This function returns a limma-type MA-object ('MArrayLM', can be handeled like a list). For details 'on choice of NA-impuation procedures with arguments 'imputMethod' and 'avSd' please see matrixNAneighbourImpute.

This function returns a limma-type S3 object of class 'MArrayLM' (which can be accessed lika a list); multiple results of testing or multiple testing correction types may get included ('p.value','FDR','BY','lfdr' or 'ROTS.BH')

Arguments

dat: (matrix or data.frame) main data (may contain NA); if dat is list containing $quant and $annot as matrix, the element $quant will be used
gr: (character or factor) replicate association; if dat contains a list-element $sampleSetup$groups or $sampleSetup$lev this may be used in case gr=NULL
useComparison: (list, character or matrix) optional argument allowing to specify which pairwise comparions sould be performed, default useComparison=NULL will run all pairwise comparisons; may be character combining two group-names (from argument grp) separated by a '-' (eg 'A-B') or matrix where the rownames design the elements to be compared as pairwise; It is also possible to give a list with $sep (separator to be used when combining) and $useComparison (regular comparisons) Note : the names of the groups may not contain any '-' to avoid confucing them with pairwise separators !

A run of records

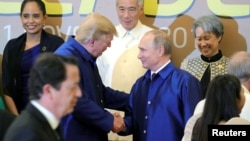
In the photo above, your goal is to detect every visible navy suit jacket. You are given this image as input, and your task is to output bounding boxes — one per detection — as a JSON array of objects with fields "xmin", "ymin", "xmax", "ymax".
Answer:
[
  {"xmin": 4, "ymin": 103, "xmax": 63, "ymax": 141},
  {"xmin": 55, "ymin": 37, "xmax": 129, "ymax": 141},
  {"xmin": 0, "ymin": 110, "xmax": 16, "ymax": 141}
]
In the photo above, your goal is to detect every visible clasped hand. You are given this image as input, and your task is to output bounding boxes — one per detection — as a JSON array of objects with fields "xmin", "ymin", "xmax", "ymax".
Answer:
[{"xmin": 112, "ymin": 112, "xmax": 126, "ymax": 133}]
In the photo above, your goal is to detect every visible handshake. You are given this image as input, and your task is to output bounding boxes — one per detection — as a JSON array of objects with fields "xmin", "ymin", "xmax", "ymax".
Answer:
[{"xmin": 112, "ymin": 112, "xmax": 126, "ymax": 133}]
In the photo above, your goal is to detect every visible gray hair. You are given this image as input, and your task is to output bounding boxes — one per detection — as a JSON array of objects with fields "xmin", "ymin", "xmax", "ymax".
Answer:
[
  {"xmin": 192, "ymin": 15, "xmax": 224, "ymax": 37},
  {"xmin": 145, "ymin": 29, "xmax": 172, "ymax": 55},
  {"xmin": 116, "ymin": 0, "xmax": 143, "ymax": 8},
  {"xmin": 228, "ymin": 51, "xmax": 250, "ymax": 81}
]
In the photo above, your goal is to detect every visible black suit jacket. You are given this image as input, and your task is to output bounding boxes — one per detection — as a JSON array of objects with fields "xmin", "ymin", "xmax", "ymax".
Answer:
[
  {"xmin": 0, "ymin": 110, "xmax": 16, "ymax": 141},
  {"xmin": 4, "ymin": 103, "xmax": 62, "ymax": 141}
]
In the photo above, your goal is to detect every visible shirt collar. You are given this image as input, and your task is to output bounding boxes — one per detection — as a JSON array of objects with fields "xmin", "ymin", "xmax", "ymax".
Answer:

→ **Directions**:
a) What does the function documentation say about each of these points?
(i) What class of object does the function return?
(ii) When dat is a list holding $quant and $annot, which element gets used?
(iii) What happens under the default useComparison=NULL?
b) Could you carry the function documentation on from the point where it stops?

→ **Results in order**:
a)
(i) An S3 object of class 'MArrayLM', a limma-type MA-object that can be handled like a list.
(ii) The element $quant.
(iii) All pairwise comparisons are run.

b)
annot: (matrix or data.frame) annotation (lines must match lines of data !), if annot is NULL and argument dat is a list containing both $quant and $annot, the element $annot will be used
retnNA: (logical) retain and report number of NA
avSd: (numerical,length=2) population characteristics (mean and sd) for >1 NA-neighbours (per line)
avSdH: deprecated, please use avSd inestad; (numerical,length=2) population characteristics 'high' (mean and sd) for >1 NA-neighbours (per line)
plotHist: (logical) additional histogram of original, imputed and resultant distribution (made using matrixNAneighbourImpute )
xLab: (character) custom x-axis label
tit: (character) custom title
imputMethod: (character) choose the imputation method (may be 'mode2'(default), 'mode1', 'datQuant', 'modeAdopt', 'informed' or 'none', for details see matrixNAneighbourImpute )
seedNo: (integer) seed-value for normal random values
multCorMeth: (character) define which method(s) for correction of multipl testing should be run (for choice : 'BH','lfdr','BY','tValTab', choosing several is possible)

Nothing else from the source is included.